[Location identification entries]
------------
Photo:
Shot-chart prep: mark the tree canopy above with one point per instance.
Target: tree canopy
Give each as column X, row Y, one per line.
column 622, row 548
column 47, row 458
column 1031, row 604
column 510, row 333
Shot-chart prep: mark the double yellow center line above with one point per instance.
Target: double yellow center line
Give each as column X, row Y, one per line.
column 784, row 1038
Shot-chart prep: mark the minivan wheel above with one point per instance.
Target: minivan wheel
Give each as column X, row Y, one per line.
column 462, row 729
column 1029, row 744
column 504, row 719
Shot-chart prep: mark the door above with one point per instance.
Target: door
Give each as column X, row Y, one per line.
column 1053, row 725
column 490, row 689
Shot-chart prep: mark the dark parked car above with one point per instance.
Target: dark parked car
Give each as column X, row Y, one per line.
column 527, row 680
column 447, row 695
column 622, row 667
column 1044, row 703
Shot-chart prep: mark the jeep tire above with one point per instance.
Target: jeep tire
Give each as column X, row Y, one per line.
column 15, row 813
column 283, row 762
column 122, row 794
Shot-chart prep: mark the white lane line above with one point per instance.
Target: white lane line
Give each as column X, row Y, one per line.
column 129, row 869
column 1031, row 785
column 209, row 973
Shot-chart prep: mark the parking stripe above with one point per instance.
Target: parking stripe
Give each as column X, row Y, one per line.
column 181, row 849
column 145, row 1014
------------
| Aim |
Update the lines above by replacing every instance of "Shot-chart prep" with "Labeling pass", and leave everything else unchanged.

| Response to the task |
Photo:
Labeling pass: mark the tree canopy above with one point per instance.
Target: tree canopy
Give each as column X, row Y, one per line.
column 622, row 548
column 47, row 458
column 1031, row 604
column 510, row 333
Labeling pass: mark the double yellow center line above with one point per instance.
Target: double yellow center line
Give each as column X, row Y, one per line.
column 784, row 1038
Labeling pass: mark the minivan wheel above with one point per instance.
Target: minivan wheel
Give each as column X, row Y, one per line.
column 462, row 729
column 1029, row 744
column 504, row 719
Labeling pass: mark the door above with one point per instance.
Target: door
Give each as column X, row Y, one per line.
column 1053, row 725
column 490, row 689
Labeling pass: mark the dark parked car above with one point per instance.
Target: dark parked car
Give each as column X, row Y, one per line.
column 527, row 680
column 447, row 695
column 622, row 667
column 1044, row 703
Labeling pass: mark the jeep tire above with one point per instance.
Target: jeep tire
Give each as column X, row Y, one per line.
column 15, row 813
column 283, row 762
column 122, row 794
Labeling pass: mark the white lane line above with one point per instance.
Target: white lane line
Give each as column X, row Y, one per line.
column 129, row 869
column 1031, row 785
column 209, row 973
Labeling pass: mark the parking stripe above with one point per instance.
Target: parking stripe
Give each as column X, row Y, one per line.
column 181, row 849
column 145, row 1014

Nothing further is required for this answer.